> Records provided
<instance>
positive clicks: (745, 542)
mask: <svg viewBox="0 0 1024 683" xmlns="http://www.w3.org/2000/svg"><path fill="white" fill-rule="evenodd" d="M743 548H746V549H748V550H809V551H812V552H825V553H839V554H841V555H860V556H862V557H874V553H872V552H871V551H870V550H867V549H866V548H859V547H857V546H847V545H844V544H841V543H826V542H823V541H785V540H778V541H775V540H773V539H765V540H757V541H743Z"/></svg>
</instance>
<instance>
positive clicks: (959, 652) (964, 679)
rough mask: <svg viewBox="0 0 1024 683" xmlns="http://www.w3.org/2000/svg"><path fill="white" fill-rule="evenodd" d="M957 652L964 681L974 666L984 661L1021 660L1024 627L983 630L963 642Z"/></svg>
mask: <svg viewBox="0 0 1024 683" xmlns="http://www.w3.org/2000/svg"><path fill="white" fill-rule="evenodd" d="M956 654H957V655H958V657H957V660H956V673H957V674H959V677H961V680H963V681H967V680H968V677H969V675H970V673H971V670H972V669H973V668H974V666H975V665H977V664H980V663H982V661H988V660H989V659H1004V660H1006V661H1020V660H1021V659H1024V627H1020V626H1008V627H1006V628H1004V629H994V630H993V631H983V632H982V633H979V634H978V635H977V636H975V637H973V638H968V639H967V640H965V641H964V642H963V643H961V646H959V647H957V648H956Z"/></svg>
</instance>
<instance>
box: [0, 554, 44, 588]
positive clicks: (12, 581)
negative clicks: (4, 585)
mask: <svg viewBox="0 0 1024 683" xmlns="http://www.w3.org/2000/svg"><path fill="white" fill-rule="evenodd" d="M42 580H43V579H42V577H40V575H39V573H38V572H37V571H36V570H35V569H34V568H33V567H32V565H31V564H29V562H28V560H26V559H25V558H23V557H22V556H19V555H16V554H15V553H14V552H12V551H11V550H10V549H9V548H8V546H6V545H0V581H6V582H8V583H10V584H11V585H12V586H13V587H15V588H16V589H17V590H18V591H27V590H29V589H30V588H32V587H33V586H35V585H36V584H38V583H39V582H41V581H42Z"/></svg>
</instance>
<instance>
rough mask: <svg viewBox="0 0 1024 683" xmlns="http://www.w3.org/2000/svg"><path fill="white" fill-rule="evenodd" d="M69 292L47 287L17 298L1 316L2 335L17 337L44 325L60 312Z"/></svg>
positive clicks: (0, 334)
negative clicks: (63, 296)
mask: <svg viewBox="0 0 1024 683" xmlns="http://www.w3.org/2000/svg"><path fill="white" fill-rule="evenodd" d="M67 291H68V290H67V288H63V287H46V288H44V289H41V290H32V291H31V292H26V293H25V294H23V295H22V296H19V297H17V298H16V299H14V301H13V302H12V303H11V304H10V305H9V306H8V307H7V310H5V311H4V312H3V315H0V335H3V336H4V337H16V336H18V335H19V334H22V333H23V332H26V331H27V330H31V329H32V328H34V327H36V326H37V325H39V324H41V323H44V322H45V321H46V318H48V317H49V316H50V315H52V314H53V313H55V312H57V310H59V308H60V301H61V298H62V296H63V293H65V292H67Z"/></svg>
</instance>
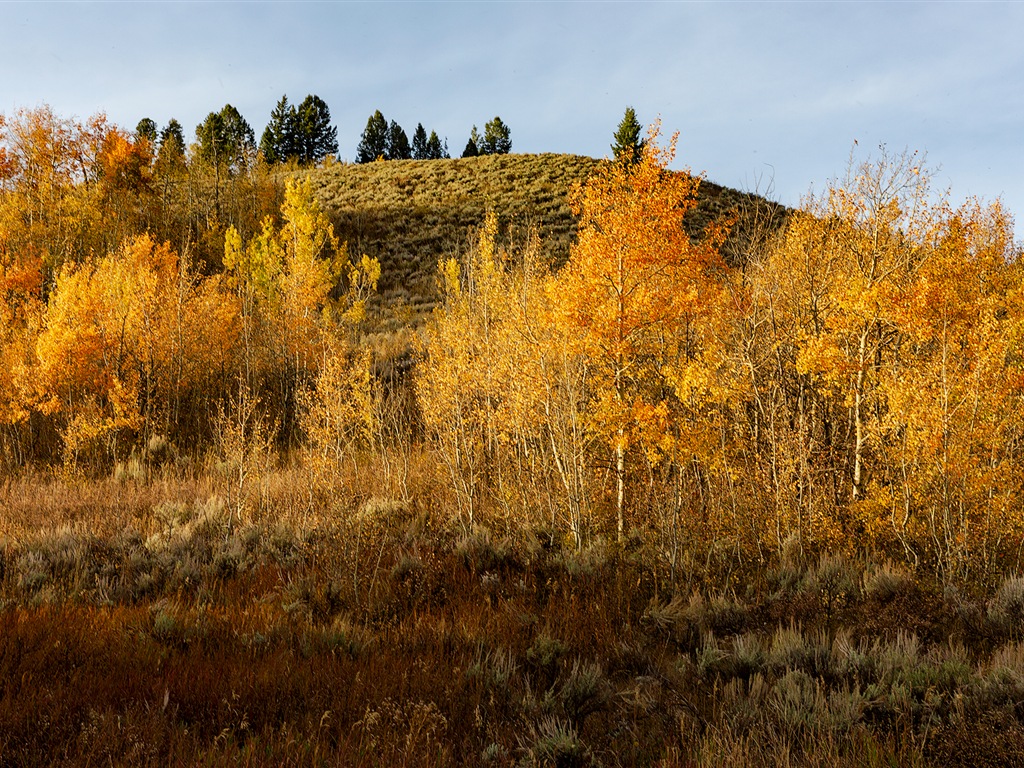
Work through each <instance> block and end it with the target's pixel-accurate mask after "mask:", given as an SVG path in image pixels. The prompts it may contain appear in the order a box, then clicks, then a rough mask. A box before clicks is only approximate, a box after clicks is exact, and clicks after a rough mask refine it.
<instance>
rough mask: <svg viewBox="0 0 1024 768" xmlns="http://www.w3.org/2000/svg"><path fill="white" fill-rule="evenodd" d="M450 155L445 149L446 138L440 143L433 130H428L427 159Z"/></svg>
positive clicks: (447, 157)
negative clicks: (429, 132) (430, 130)
mask: <svg viewBox="0 0 1024 768" xmlns="http://www.w3.org/2000/svg"><path fill="white" fill-rule="evenodd" d="M450 157H452V156H451V155H449V151H447V140H445V141H444V143H443V144H442V143H441V140H440V139H439V138H438V137H437V133H436V132H435V131H430V138H428V139H427V159H428V160H444V159H446V158H450Z"/></svg>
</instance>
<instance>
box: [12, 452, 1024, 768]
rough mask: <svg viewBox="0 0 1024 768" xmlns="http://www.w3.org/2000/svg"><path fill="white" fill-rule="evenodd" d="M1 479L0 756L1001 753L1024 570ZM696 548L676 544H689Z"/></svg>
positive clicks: (178, 469) (444, 764)
mask: <svg viewBox="0 0 1024 768" xmlns="http://www.w3.org/2000/svg"><path fill="white" fill-rule="evenodd" d="M374 461H375V460H372V459H369V458H368V459H367V460H366V461H365V463H362V465H361V466H356V467H354V468H348V469H345V470H339V471H338V473H336V474H335V475H333V476H331V477H325V476H319V477H318V478H316V479H311V478H310V476H309V474H308V473H307V471H306V470H305V469H303V466H302V465H301V464H300V463H295V464H294V465H292V466H283V467H278V468H274V469H272V470H268V471H267V472H266V473H265V474H263V475H262V476H260V477H259V478H258V479H255V480H254V484H253V486H252V490H251V493H250V494H249V495H247V496H246V497H245V498H244V499H243V498H241V497H232V495H231V493H232V492H231V489H230V486H229V484H228V483H227V481H226V480H225V479H224V478H223V477H222V476H221V475H219V474H218V473H217V472H216V471H207V470H203V471H195V470H194V469H193V470H186V469H181V468H165V469H164V470H162V471H161V472H158V473H155V474H153V475H152V476H151V477H150V478H148V479H146V478H145V477H137V478H135V479H131V478H124V477H123V478H122V479H120V480H116V479H113V478H111V479H93V480H88V481H86V480H82V479H76V478H66V479H55V478H52V477H45V476H33V475H26V476H23V477H20V478H18V479H9V480H6V481H5V482H4V483H3V484H2V485H0V508H3V509H4V510H5V514H4V518H3V519H4V523H3V524H4V529H3V538H2V539H0V574H2V579H0V625H2V628H3V629H2V632H0V763H2V764H3V765H35V766H44V765H46V766H50V765H111V764H114V765H222V764H242V765H296V766H298V765H353V766H392V765H408V766H414V765H415V766H461V765H494V766H513V765H516V766H518V765H522V766H590V765H602V766H618V765H622V766H632V765H647V766H655V765H657V766H692V765H707V766H722V765H731V766H742V765H767V764H773V765H779V766H798V765H799V766H835V765H849V766H854V765H857V766H861V765H863V766H867V765H877V766H883V765H936V766H939V765H941V766H994V765H1019V764H1020V762H1021V761H1022V760H1024V745H1022V744H1024V740H1022V736H1024V719H1022V718H1024V705H1022V703H1021V702H1022V700H1024V644H1022V640H1024V623H1022V617H1024V580H1020V579H1008V580H1007V581H1006V582H1005V583H1004V584H1001V585H995V586H993V587H992V588H991V589H990V590H987V591H979V593H978V594H967V593H959V592H956V591H951V590H950V591H943V590H942V589H941V588H940V587H939V586H938V585H937V584H936V583H935V582H934V580H932V579H931V578H930V577H928V575H925V574H915V573H912V572H910V571H908V570H906V569H905V568H903V567H901V566H898V565H894V564H892V563H889V562H877V561H874V560H872V559H871V558H870V557H869V556H866V555H864V556H859V557H858V556H851V557H843V556H839V555H834V556H827V555H825V556H821V557H816V558H813V559H811V560H808V561H804V560H802V559H800V558H799V557H798V556H797V555H796V554H795V553H790V554H786V553H783V555H782V557H781V558H780V559H778V560H777V561H771V562H748V561H741V560H737V559H736V558H734V557H733V556H731V555H730V554H729V553H721V552H720V553H718V554H717V555H711V554H707V553H703V554H701V553H697V552H690V553H688V556H690V558H691V564H692V567H690V568H687V569H686V571H685V572H686V575H685V578H684V579H683V581H679V582H677V583H671V582H669V581H667V577H666V573H665V571H664V569H663V568H662V567H660V566H659V565H658V564H657V562H656V560H654V559H652V558H650V557H648V554H647V550H646V549H645V547H644V545H643V542H642V539H634V540H631V542H630V543H628V544H627V545H626V546H624V547H622V548H620V547H615V546H612V545H608V544H605V543H603V541H602V540H601V539H600V538H597V539H596V540H595V542H594V543H593V544H592V545H591V546H589V547H588V548H586V549H585V550H583V551H582V552H575V551H573V550H572V549H571V548H570V547H568V546H567V545H566V546H563V543H562V542H560V541H558V540H553V539H552V537H551V534H550V531H548V530H545V529H543V528H536V529H525V530H522V529H518V530H513V529H503V527H502V524H501V521H500V520H498V519H493V520H488V521H487V522H488V523H489V524H488V525H487V526H478V527H476V528H475V529H472V530H466V529H463V528H461V527H459V526H458V525H456V524H455V523H454V522H453V518H451V517H449V516H446V515H444V514H442V513H441V512H440V510H441V509H442V507H441V503H440V501H439V497H438V494H439V487H438V485H437V480H436V478H435V473H434V472H433V470H432V468H431V460H430V458H429V457H428V456H426V455H424V454H420V453H417V452H413V453H412V454H411V455H410V456H409V457H407V461H408V470H407V472H406V473H404V474H403V478H404V486H406V488H407V489H408V490H409V494H408V495H404V496H403V495H402V494H401V493H400V489H399V488H398V487H397V486H394V487H387V486H384V484H383V483H382V480H381V478H383V477H385V476H388V475H387V473H386V472H384V471H383V468H382V467H381V466H379V465H376V464H375V463H374ZM698 558H699V559H698Z"/></svg>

> Problem to work on
Reproduce exactly, with no pictures, the lines above from the one holding "negative clicks: (63, 296)" to the one holding "479L0 756L1001 753L1024", inclusive.

> Output of the task
negative clicks: (63, 296)
mask: <svg viewBox="0 0 1024 683" xmlns="http://www.w3.org/2000/svg"><path fill="white" fill-rule="evenodd" d="M67 291H68V290H67V288H63V287H46V288H44V289H41V290H32V291H31V292H26V293H25V294H23V295H22V296H19V297H17V298H16V299H14V301H13V302H12V303H11V304H10V305H9V306H8V307H7V310H5V311H4V312H3V315H0V335H3V336H4V337H16V336H18V335H19V334H22V333H23V332H26V331H27V330H31V329H32V328H34V327H36V326H37V325H39V324H41V323H44V322H45V321H46V318H48V317H49V316H50V315H52V314H53V313H55V312H57V310H59V308H60V301H61V298H62V296H63V293H65V292H67Z"/></svg>
</instance>
Work through each <instance> block and end it with the target's pixel-accurate mask after "mask:", given as an SVG path in image pixels. The prompts it may contain appear in the order a box, then clicks, then a rough mask. A box before clicks is only approximate, a box after clicks is exact, and clicks after a rough mask refine it.
<instance>
rough mask: <svg viewBox="0 0 1024 768" xmlns="http://www.w3.org/2000/svg"><path fill="white" fill-rule="evenodd" d="M450 155L445 149L446 138L440 143L433 130H428L427 159Z"/></svg>
positive clicks: (447, 157)
negative clicks: (429, 132) (430, 130)
mask: <svg viewBox="0 0 1024 768" xmlns="http://www.w3.org/2000/svg"><path fill="white" fill-rule="evenodd" d="M450 157H452V156H451V155H449V151H447V140H445V141H444V143H443V144H442V143H441V140H440V139H439V138H438V137H437V133H436V132H435V131H430V138H428V139H427V159H428V160H444V159H446V158H450Z"/></svg>
</instance>
<instance>
box: [12, 452, 1024, 768]
rough mask: <svg viewBox="0 0 1024 768" xmlns="http://www.w3.org/2000/svg"><path fill="white" fill-rule="evenodd" d="M1 479L0 756L1001 753L1024 570ZM696 548L676 544H689Z"/></svg>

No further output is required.